• [Directive]: Rewrite all of the material below, changing every "keypoint" to "marker" and leaving everything else as it is.

-- Start of Data extract --

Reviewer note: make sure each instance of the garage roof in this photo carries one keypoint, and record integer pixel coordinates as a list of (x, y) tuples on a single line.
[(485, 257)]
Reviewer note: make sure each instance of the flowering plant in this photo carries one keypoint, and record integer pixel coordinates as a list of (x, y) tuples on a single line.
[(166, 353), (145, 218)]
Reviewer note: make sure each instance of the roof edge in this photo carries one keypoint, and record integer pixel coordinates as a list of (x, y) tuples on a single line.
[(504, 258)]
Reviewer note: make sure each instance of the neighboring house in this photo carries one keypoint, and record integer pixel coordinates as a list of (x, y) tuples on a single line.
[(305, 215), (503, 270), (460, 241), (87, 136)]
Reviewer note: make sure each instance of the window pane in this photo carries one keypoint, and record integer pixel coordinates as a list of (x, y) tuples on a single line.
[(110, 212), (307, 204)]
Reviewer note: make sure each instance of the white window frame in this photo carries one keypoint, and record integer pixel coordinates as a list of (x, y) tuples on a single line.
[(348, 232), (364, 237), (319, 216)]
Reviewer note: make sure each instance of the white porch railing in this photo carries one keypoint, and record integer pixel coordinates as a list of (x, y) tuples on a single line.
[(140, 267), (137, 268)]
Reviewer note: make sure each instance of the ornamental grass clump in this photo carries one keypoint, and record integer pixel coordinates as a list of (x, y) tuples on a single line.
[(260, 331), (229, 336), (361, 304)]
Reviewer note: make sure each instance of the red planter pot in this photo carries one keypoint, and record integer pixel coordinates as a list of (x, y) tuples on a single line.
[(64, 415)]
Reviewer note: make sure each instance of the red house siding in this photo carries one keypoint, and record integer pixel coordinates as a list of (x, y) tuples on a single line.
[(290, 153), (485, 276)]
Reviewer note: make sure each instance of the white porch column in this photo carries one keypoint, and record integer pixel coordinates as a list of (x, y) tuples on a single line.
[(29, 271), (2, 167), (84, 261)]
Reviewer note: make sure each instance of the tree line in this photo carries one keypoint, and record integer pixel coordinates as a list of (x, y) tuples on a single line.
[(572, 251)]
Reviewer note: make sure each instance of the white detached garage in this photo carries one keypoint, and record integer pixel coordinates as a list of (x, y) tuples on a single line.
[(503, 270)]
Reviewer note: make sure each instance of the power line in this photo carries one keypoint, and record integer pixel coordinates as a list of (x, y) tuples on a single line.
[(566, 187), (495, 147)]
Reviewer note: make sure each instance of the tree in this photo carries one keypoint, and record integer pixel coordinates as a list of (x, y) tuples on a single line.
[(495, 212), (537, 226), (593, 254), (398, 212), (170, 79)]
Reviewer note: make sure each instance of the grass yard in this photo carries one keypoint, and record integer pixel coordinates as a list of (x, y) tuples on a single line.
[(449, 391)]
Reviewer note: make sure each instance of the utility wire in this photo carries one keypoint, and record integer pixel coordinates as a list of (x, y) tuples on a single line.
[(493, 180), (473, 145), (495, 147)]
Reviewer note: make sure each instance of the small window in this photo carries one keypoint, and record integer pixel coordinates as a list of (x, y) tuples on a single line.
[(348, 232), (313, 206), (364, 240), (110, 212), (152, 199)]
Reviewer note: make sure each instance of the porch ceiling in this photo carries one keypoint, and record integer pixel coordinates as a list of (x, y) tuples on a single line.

-- End of Data extract --

• [Exercise answer]:
Reviewer note: make sure each instance of the garage roof in this photo carries one marker, and record integer pixel coordinates as a list of (x, y) tuples on a single line.
[(485, 257)]
Reviewer note: make sure each instance of the flowering plant in this photo carries one marker, and record integer pixel coordinates as a list of (x, y) tuples on a single line.
[(166, 353), (145, 218)]
Reviewer note: make sure each instance of the roof edge in this photo carries one marker, and record integer pixel coordinates as a list of (x, y) tuples on a single line.
[(504, 258)]
Reviewer note: make sure each instance of the neighboring house in this photo carries one marker, and record integer pixel coordinates as a list of (x, y) tuples on a single line.
[(305, 215), (503, 270), (460, 241), (87, 136)]
Reviewer note: make sure each instance of the window pane in this photo carries one marker, and record integer pixel coordinates as a list of (x, y) tuples on a single line.
[(110, 212), (307, 204)]
Reviewer note: make sure each instance of the white window frame in this photo carries one marker, and record integer pixel coordinates as a list of (x, y) tuples on a single line.
[(348, 232), (364, 237), (319, 216)]
Reviewer note: make sure each instance of the white porch railing in this photo carries one marker, and record integer pixel coordinates as a list of (x, y) tuples on a single line.
[(140, 267), (137, 268)]
Reviewer note: make sure each instance of the ornamental grass clump in this photo carries one marker, and record integer pixel coordinates as a list of (x, y) tuples on a single line.
[(260, 331), (229, 336), (361, 304)]
Reviewer note: make sure each instance of the red planter pot in this photo carries one marker, and record integer pixel coordinates as a list of (x, y) tuples on a single line.
[(64, 415)]
Reviewer note: make sure each instance of the red house siding in this photo carries one marker, and record integer pixel coordinates as a list of (x, y) tuples on a single line.
[(290, 153), (485, 276)]
Reviewer note: make sure each instance of the white porch column in this photo carries one marker, and record integer pixel coordinates as a list of (x, y) tuples on a single line.
[(29, 271), (2, 167), (84, 261)]
Reviewer note: make sure each instance of the tree line in this photo carries one marker, and record integer pixel coordinates as a list of (x, y) tuples on a single line.
[(572, 251)]
Reviewer note: make sure each instance of the white detached garage in this photo carries one marker, and record integer pixel coordinates as a list of (x, y) tuples on a single line.
[(503, 270)]
Reviewer note: make sure each instance of the power line in this photo carries one marker, and record integer pixel coordinates as a list of (x, y) tuples on a single line.
[(566, 187), (495, 147)]
Reviewer note: make sure each instance of the tree in this photo carries one marker, and record integer pixel coordinates as a list of (x, y) tuples on a single line.
[(495, 212), (537, 226), (593, 254), (398, 212), (170, 79)]
Reviewer note: make sure each instance of the grass yard in this photo carries one marker, and record integer pixel coordinates as a list of (x, y) tuples on a single line.
[(449, 391)]
Reviewer note: make sure each instance of the utility wire in this photo carries one marker, and record integer pixel coordinates as a list of (x, y) tuples on a single line.
[(493, 180), (473, 145), (495, 147)]
Reviewer note: make sure each instance of the small window in this photo carries one marker, and record integer pixel coordinates as a list of (x, y) tuples on a single line.
[(348, 232), (313, 206), (364, 240), (110, 212), (152, 199)]
Reviewer note: make sure each instance of the porch ceiling in this photo carries one marker, and record integer pixel coordinates as a list of (x, y) tuples on a single line.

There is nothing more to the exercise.